▶ _Text provided_:
%%

The appeal focuses on violations of the Eight and Sixth Amendments to the U.S. Constitution, and stresses that on judicial review judges may (based on U.S. Supreme Court precedent) reverse convictions in cases of false confessions because they are “an intolerable risk in capital cases.”

As part of a detailed review of events in the case, the attorneys provide an alternate narrative of the murder and its aftermath, focusing much energy on the role of investigating officers. In a brief otherwise fully dedicated to defending Glossip’s character, they provide this interpretation:

“In a videotaped interview conducted by detectives … subsequent to his arrest, Sneed was told that the police knew the murder had not been his idea but rather Mr. Glossip’s. After first denying any involvement or knowledge about the murder, when he was told that Mr. Glossip was trying to ‘hang it on him’ and make him a scapegoat, Sneed changed his story and stated that Mr. Glossip had solicited him to kill Mr. Van Treese with a baseball bat for the cash Van Treese had in his car.

“Taken in the light most favorable to the State, the evidence adduced – other than the statements made by the actual killer- at best merely indicates that Mr. Glossip knew or should have known that Sneed had perpetrated a brutal murder upon Mr. Van Treese.  The allegedly inconsistent statements Mr. Glossip made to various witnesses regarding when he had last seen Mr. Van Treese may be deemed indicative of Mr. Glossip’s confusion, mistake, or even conscious and deliberate misrepresentations.

%%

▶ _Supplied material_:
%%

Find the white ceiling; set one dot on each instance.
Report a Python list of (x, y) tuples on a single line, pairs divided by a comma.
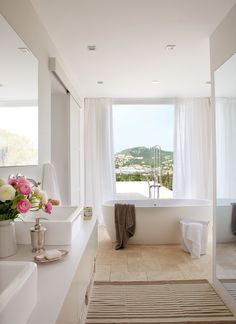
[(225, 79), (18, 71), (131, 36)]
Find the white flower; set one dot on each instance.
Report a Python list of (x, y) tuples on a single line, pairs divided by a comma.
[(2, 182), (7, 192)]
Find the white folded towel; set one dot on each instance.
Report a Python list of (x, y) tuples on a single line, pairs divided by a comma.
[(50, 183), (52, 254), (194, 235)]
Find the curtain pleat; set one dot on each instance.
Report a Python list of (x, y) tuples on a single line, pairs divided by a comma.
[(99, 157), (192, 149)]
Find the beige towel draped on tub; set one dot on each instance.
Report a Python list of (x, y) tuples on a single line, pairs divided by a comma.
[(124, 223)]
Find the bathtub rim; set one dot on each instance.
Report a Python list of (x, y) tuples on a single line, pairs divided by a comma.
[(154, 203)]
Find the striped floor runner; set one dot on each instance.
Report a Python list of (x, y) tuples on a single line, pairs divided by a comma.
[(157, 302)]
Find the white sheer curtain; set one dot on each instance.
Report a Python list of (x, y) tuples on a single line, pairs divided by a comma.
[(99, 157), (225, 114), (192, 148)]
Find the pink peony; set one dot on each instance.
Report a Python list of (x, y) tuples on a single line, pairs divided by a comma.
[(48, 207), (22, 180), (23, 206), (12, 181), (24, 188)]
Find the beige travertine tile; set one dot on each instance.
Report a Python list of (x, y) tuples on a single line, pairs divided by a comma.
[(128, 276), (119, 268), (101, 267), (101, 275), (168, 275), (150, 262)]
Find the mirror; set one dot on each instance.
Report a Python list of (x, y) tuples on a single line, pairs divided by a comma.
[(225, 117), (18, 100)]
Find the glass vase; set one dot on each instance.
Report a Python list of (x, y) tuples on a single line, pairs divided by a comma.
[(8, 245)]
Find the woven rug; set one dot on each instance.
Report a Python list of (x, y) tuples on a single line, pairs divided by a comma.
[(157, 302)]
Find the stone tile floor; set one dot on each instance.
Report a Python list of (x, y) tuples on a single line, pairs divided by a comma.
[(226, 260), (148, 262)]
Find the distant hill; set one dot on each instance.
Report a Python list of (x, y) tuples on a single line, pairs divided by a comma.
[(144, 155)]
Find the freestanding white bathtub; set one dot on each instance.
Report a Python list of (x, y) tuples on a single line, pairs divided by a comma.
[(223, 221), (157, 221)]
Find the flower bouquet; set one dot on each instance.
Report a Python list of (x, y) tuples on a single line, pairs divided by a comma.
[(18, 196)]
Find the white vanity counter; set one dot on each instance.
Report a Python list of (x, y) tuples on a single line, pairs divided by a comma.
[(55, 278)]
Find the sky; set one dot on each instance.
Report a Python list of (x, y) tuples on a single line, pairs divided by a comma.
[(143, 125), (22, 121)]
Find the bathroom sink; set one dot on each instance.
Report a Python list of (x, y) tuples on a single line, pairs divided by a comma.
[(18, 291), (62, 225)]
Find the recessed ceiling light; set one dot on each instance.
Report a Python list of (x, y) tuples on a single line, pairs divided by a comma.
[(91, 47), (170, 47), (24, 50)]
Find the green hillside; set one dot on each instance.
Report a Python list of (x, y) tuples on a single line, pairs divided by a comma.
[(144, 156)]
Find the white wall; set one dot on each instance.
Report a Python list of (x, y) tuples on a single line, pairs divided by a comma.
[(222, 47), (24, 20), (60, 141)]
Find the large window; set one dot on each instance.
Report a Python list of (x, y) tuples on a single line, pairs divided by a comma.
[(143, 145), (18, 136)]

%%

▶ _Task requirements_:
1 > In the excerpt on the Glossip appeal, what did Sneed say Mr. Glossip solicited him to kill Mr. Van Treese with?
2 > Transcribe the entries word for word, starting with the line that contains "Find the green" and going on through the final line of the entries.
The text and the entries come from unrelated sources.

▶ _Solutions for each task_:
1 > A baseball bat.

2 >
Find the green hillside; set one dot on each instance.
Report a Python list of (x, y) tuples on a single line, pairs divided by a comma.
[(144, 156)]
Find the white wall; set one dot on each instance.
Report a Python list of (x, y) tuples on a single line, pairs divided by a comma.
[(222, 47), (24, 20), (60, 141)]
Find the large window; set one dot on each instance.
Report a Python list of (x, y) tuples on a single line, pairs divided by a comma.
[(143, 145), (18, 136)]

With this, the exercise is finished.